Problem details >>
Copy out, exactly as written, only the line containing "Please indicate the unit" and the lines after it through the end of the records.

Data provided >>
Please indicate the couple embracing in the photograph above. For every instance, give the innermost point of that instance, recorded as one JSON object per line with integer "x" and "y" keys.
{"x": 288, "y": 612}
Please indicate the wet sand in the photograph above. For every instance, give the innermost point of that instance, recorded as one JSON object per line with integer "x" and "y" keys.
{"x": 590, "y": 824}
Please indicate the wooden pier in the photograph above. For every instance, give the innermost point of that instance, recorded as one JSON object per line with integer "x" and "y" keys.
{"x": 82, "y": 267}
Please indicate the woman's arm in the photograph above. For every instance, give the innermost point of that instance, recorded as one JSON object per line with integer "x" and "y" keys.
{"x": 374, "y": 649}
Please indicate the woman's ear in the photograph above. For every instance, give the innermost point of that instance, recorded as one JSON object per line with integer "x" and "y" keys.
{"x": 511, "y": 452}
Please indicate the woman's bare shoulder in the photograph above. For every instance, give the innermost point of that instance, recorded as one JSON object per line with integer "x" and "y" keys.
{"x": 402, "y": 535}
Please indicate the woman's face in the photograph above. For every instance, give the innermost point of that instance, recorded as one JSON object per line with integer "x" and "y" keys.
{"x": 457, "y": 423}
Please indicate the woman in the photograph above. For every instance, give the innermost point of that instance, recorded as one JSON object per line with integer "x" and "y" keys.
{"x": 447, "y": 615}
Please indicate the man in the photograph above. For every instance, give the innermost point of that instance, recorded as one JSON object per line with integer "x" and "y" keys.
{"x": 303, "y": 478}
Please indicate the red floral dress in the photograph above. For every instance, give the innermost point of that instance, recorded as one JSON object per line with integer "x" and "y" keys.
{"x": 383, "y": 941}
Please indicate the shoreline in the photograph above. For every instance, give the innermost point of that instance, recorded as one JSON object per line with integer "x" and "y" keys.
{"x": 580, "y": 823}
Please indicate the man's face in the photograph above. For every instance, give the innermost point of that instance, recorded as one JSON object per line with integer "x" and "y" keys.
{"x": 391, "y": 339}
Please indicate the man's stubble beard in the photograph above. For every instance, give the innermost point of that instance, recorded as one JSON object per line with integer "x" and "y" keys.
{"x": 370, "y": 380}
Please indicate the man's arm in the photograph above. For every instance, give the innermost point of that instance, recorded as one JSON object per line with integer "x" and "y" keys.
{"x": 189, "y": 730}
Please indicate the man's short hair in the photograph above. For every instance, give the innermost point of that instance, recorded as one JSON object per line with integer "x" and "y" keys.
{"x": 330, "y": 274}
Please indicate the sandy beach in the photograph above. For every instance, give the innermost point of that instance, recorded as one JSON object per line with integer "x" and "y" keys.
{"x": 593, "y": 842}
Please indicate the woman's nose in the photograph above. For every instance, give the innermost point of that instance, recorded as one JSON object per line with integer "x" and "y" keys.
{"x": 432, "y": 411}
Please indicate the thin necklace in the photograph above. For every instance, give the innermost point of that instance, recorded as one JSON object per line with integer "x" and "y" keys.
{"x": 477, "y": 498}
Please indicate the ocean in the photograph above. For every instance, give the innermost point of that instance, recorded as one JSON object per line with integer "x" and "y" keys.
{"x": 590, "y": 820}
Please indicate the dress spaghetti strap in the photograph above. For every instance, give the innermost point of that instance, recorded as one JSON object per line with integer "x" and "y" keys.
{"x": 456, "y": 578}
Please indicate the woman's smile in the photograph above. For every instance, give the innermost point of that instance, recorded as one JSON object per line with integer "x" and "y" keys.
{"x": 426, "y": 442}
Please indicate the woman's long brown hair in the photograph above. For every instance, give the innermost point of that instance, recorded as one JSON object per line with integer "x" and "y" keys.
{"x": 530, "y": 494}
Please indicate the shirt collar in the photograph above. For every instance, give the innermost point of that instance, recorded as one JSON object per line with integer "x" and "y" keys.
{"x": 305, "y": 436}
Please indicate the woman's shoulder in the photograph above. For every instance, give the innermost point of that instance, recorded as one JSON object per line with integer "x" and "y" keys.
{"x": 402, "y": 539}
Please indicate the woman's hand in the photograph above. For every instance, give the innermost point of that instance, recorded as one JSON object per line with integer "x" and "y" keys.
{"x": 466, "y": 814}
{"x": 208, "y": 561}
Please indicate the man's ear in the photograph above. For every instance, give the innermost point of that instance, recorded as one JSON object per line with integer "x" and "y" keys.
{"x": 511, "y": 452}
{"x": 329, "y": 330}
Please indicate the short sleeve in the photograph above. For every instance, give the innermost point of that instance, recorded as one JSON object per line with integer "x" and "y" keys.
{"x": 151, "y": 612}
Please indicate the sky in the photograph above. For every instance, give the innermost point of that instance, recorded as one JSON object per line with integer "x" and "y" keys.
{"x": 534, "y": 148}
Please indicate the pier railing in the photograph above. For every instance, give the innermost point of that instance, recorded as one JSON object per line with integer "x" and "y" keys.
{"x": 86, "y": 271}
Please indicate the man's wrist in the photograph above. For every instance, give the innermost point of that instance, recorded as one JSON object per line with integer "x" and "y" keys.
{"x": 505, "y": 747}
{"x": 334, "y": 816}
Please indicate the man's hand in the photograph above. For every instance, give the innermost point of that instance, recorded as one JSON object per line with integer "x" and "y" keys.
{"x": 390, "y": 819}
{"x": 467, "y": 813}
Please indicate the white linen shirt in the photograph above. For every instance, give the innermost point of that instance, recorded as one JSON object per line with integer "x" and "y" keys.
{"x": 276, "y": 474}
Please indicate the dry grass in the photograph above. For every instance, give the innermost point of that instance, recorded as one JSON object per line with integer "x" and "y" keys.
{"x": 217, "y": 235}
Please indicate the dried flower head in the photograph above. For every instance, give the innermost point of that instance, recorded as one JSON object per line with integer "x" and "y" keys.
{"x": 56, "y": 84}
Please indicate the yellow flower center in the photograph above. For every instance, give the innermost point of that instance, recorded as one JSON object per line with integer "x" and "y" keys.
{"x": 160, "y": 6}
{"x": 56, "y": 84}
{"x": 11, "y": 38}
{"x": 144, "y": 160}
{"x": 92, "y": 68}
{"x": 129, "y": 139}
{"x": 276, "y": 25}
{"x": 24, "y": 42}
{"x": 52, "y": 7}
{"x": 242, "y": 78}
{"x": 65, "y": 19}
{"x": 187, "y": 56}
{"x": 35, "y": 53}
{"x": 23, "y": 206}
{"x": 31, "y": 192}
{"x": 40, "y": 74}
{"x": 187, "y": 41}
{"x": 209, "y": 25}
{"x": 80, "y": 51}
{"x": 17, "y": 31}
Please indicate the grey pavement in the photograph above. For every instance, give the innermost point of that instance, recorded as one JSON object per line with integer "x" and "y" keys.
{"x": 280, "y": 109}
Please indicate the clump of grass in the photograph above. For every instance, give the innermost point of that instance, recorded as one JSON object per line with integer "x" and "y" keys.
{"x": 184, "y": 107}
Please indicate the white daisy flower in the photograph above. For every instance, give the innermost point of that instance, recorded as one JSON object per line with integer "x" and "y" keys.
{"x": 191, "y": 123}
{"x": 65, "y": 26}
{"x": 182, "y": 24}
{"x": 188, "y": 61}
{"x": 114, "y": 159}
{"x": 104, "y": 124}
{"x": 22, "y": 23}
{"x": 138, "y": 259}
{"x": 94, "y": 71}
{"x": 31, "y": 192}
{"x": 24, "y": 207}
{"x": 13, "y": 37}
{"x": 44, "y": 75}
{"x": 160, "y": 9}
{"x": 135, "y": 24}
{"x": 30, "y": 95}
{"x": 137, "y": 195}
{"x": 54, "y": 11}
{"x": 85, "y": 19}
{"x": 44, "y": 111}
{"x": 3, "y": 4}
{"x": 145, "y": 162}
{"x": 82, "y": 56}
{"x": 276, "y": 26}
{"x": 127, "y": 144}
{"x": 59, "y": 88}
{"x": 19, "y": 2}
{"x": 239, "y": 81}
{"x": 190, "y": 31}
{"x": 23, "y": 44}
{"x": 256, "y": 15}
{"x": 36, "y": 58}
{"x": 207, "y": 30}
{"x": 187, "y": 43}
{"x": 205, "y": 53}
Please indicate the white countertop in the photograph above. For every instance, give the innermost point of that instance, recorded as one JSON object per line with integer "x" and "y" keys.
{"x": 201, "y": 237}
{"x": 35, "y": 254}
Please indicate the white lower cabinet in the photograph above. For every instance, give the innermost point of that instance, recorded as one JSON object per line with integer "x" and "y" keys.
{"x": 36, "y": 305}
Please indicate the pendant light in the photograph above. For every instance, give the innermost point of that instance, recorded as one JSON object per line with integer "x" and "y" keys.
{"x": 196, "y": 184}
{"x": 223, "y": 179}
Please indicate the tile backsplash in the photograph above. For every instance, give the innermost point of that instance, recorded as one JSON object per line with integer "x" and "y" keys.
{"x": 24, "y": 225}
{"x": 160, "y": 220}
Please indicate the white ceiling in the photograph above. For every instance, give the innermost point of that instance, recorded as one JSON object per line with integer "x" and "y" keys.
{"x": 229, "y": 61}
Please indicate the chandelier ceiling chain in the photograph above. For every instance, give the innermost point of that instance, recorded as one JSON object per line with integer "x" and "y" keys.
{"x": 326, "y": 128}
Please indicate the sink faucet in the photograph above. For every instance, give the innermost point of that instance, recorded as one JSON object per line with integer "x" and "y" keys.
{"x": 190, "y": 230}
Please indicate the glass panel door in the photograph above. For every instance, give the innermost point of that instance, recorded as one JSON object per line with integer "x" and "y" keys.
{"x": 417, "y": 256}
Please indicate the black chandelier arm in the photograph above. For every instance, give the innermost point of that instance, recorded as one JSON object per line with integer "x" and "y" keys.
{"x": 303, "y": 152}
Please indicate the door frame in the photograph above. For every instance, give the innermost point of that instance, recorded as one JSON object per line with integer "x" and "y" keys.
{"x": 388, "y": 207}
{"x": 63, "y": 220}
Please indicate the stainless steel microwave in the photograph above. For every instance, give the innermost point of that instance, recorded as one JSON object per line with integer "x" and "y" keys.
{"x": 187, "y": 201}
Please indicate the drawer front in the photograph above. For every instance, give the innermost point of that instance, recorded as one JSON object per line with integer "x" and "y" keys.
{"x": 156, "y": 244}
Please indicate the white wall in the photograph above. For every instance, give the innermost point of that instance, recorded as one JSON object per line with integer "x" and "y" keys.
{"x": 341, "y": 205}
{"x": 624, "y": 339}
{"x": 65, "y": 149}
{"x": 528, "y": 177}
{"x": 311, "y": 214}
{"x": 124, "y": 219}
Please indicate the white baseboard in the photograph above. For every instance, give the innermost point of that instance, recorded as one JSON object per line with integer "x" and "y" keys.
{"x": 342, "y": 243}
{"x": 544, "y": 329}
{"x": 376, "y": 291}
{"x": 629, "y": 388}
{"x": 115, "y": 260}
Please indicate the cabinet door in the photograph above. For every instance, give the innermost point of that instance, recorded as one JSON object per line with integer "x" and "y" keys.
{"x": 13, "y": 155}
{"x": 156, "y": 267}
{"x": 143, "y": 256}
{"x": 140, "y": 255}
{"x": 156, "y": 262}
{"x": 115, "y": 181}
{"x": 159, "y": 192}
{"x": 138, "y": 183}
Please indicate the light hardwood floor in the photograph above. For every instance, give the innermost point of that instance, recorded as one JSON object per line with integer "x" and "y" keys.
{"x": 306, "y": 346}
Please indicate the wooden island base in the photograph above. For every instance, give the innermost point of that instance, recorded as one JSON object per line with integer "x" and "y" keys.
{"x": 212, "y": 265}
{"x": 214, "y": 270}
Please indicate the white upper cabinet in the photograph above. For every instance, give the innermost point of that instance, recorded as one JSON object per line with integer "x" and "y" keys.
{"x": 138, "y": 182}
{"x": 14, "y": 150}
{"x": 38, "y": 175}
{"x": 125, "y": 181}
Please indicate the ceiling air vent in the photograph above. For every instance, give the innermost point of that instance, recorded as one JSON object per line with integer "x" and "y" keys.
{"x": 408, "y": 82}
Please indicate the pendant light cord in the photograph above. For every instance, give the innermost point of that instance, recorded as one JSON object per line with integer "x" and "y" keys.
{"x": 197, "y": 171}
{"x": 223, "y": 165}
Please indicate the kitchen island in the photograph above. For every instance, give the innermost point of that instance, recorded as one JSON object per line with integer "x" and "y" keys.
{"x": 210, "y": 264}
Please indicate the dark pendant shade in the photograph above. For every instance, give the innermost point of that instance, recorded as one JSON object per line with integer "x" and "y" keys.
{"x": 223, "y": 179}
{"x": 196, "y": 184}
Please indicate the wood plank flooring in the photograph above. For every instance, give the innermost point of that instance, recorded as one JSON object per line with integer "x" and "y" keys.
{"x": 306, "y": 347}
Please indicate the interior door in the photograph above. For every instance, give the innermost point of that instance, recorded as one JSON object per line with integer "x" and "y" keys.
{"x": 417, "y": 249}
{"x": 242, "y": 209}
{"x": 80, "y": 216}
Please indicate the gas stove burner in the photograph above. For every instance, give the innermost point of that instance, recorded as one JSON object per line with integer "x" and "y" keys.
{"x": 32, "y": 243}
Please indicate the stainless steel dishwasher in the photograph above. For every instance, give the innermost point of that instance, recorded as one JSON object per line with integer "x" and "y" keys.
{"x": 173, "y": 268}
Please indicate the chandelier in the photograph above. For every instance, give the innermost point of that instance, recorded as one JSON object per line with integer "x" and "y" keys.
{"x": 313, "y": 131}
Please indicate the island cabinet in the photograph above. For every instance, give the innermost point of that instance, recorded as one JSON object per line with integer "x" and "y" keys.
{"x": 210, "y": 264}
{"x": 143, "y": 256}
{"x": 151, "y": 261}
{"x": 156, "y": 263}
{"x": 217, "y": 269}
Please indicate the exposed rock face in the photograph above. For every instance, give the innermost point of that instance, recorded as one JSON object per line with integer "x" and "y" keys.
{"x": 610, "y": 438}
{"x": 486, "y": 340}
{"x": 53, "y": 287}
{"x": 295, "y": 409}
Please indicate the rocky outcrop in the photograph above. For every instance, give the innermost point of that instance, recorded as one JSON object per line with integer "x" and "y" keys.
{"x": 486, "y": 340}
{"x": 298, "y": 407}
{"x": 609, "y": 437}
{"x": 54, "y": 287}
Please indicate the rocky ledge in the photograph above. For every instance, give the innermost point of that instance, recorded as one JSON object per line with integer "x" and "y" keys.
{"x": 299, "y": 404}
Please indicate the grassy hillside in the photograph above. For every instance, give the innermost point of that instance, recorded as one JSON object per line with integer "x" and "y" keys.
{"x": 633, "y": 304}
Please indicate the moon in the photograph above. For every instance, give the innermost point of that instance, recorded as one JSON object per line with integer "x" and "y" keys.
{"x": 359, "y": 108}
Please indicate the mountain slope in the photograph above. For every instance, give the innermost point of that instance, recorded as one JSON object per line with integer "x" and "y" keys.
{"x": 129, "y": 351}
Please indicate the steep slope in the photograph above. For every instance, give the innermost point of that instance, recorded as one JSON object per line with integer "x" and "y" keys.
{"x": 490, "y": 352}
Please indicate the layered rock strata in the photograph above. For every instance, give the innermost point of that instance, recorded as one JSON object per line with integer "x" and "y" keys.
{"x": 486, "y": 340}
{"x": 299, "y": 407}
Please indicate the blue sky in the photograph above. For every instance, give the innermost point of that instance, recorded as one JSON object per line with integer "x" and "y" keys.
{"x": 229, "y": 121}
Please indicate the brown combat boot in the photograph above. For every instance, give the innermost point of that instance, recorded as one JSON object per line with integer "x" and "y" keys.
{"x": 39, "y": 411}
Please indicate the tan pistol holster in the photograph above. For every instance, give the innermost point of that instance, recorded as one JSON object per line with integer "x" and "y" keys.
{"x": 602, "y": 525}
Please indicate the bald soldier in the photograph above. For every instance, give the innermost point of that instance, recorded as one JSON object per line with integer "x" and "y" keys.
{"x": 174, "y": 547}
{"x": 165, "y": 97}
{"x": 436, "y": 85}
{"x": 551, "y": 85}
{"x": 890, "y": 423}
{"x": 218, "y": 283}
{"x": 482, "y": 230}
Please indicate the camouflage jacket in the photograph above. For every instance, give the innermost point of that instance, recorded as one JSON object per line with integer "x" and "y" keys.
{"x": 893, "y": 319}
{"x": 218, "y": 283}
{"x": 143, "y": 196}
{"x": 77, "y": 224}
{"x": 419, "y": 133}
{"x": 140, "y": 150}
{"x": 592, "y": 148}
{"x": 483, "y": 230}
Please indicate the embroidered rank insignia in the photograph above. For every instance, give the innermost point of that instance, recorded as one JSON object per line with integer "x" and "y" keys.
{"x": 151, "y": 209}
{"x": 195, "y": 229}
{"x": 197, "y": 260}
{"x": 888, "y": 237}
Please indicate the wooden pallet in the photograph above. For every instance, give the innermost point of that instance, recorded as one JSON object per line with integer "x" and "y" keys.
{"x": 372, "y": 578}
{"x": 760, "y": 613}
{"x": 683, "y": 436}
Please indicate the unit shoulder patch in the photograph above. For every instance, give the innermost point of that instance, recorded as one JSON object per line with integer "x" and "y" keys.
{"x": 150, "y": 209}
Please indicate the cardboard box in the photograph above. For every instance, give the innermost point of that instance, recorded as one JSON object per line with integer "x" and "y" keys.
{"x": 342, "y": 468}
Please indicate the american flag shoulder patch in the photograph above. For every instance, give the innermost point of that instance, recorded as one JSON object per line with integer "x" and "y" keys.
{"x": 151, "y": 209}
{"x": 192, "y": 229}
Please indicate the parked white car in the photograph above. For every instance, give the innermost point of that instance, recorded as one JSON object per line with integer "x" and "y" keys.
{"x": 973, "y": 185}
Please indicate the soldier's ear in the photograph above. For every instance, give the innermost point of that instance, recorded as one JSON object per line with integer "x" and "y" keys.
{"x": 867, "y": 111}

Solution >>
Please indicate the unit shoulder patch in the photograph above. For every instance, give the innermost point of that instance, recorded as one JSON object per line with integer "x" and "y" keys.
{"x": 150, "y": 209}
Please indicate the cardboard box in the photograph above. For every instance, give the innermost point of that instance, recorded as one JSON object per line with integer "x" and "y" keys.
{"x": 342, "y": 468}
Please indicate the american flag shoulder patch in the photograph above. For every instance, give the innermost point of that instance, recorded as one JSON object per line with integer "x" and "y" keys.
{"x": 151, "y": 209}
{"x": 192, "y": 229}
Please indicate the parked white car in the photograph above. For every instance, give the innermost point of that instance, recorded as one JSON object per line with integer "x" and "y" keys.
{"x": 973, "y": 185}
Please indicate the soldier's ear in the photograph above. For every instance, give the innermost point of that instance, recorded as one JSON object per line with integer "x" and "y" keys.
{"x": 867, "y": 111}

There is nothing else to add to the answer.